本文抜粋 →

↓

IllustratorやInDesignなどだけで作成されたデータには該当する記述パターンは出力されず、問題は発生しません。
PDFMakerやQuartzのデータにその特定の記述パターンが含まれていると、透明オブジェクトに関係するオブジェクトの描画に不正が発生し、不要なオブジェクトが現れたり、必要なオブジェクトが消えたように見える問題が発生します。
この様なデータは、IllustratorやInDesignに貼っても再解釈されず、そのまま出力されるので、同様の問題が発生します。
(今回のトラブルのデータは、Adobeアプリケーションだけでは生成されないデータですが、PDFの規格上は間違った記述にはなっていないので、結果不正が出るのはRIPの不具合です)

■発生条件
以下の条件の場合に問題が発生する可能性があります。
1) PDFMakerあるいはMacのQuartzで作成されたデータが使用されていること。
2) 不透明度0%のつまり完全に透明なオブジェクトがFormに包含(これは目に見えないデータ記述上の条件)されない記述で存在すること。これは1)の条件の場合に記述される事がある。

win-print.png■回避策
以下の回避策は上記発生条件に合致する不具合にならないための回避策であり、後述の留意事項や制限なども合わせてご理解の上お試し下さい。
回避策とは発生条件を外すことが基本となりますが、この条件に合致するオブジェクトは明示的に指定しなくても、アプリケーションによって自動的に付加される事が多く、オペレーションの工夫でこの条件を回避することは困難です。
しかし、透明の処理に問題があることは分かっているので、これらの環境から透明を含まないPDFを作成すれば、少なくともこの問題は発生しない事になります。
(Adobe系ソフトの透明はそのままで問題ありません)
下記のどちらの回避策もAcrobat ProかStandard版が必要です。

 ・Office系のPDFMakerの場合
PDFMakerを使用せず、Wordの印刷メニューからプリンターで「Adobe PDF」を選択してPDFを書き出してください。
(ちょっと左上にある「Adobe PDFとして保存する」はPDFMakerの事なので、それではなく)

 ・MacのQuartzの場合
Adobe Acrobat 9.1 Pro 以降でサポートされた「Save as Adobe PDF」の機能を使い、設定を「PDF/X-1a:2001(日本)」を使用するか、RGBを保持したい場合は「PDF/X-3:2002(日本)」を使用します。
(EQUIOS/Trueflow向けの「EQUIOS X1a 2001_1_J」はカラー変換を禁止しているので、出力時に使ってはいけないカラースペースが含まれているとエラーになります。)
この設定を使う事で、透明の分割統合を行う事となり、この問題は回避されます。実績の少ない運用です。出力時には問題がない事を十分に確認してください。
参考情報:Acrobat Help / Mac OS X 10.6 以降における [Adobe PDF として保存] のサポートについて(Acrobat 9 Pro / Acrobat X)

↑

データ抜粋 →
↓

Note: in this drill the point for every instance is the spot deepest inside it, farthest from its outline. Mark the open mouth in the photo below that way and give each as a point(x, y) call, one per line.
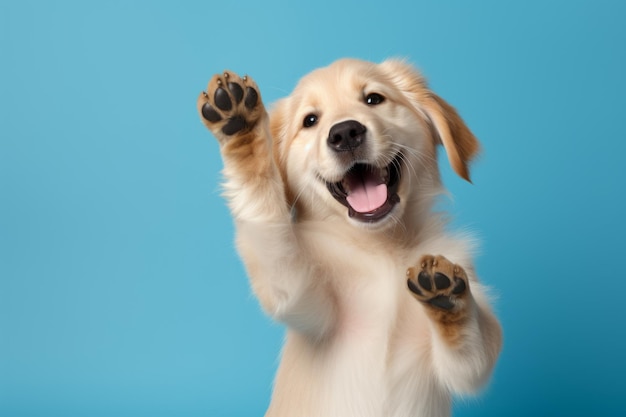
point(369, 192)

↑

演習問題 →
a – PDFの透明処理トラブルについての本文から、次の問いに答えてください。
(i) Office系のPDFMakerの場合、Wordのどのメニューでどのプリンターを選ぶよう指示されていますか?
(ii) MacのQuartzの場合、RGBを保持したいときに使う設定は何ですか?
(iii) 発生条件の2)で問題とされるのは、不透明度何%のオブジェクトですか?
b – PDFの透明処理トラブルについての本文を、最後の一文の後から書き継いでください。

解答一覧 →
a –
(i) 印刷メニューで、プリンターに「Adobe PDF」を選びます。
(ii) 「PDF/X-3:2002(日本)」です。
(iii) 0%、つまり完全に透明なオブジェクトです。

b –
save_as_adobepdf.png
word_pdf.png
■留意事項
・Office系アプリケーションのPDF出力
Office系アプリケーションそのものの機能として「名前を付けて保存」から出力されるPDFも印刷用のデータとして問題があり、例えば、OpenTypeフォントがビットマップで出力されるなどの問題が発生しますので、使用しないでください。

・OS自身がサポートするPDF出力
OS自身がサポートするPDF書き出し機能は、手軽に閲覧したりプリントするには便利であり、その範囲ではそれほど問題もありませんが、プロ品質の印刷を想定した作りにはなっておらず、またOSのアップデートで変更される可能性もあります。
MacのQuartzは、データに起因する具体的な問題の報告が他にもあり、推奨致しません。
Windows10におけるOSの機能としてのPDF書き出し機能についても、当面は推奨致しません。
(Mac上においては、Adobe系など独自の画面描画システムをもっていないアプリケーションから、図形などのオブジェクトをコピーして、IllustratorやInDesignにペーストした場合にも、データとしてはQuartzのPDFと同じ様な記載になる場合があります。)

■まとめ
いわゆるDTPアプリケーション以外のソフトウェアは、印刷・製版に必要な機能を持っておらず、それを印刷するには、少なからず何らかの制限を受けることになります。

・基本的に全てRGBのデータになる
・RGB基準なので、版の概念がなく、オーバープリントの指定ができない
・オーバープリントは指定できないが、透明は付くので、自動墨ノセを行うと種々の問題の可能性がある。
・透明は付くが、透明の変換用カラースペースは考慮されていない。全てRGBで出力できれば問題ない
かもしれないが、CMYK変換すると問題が発生する可能性がある。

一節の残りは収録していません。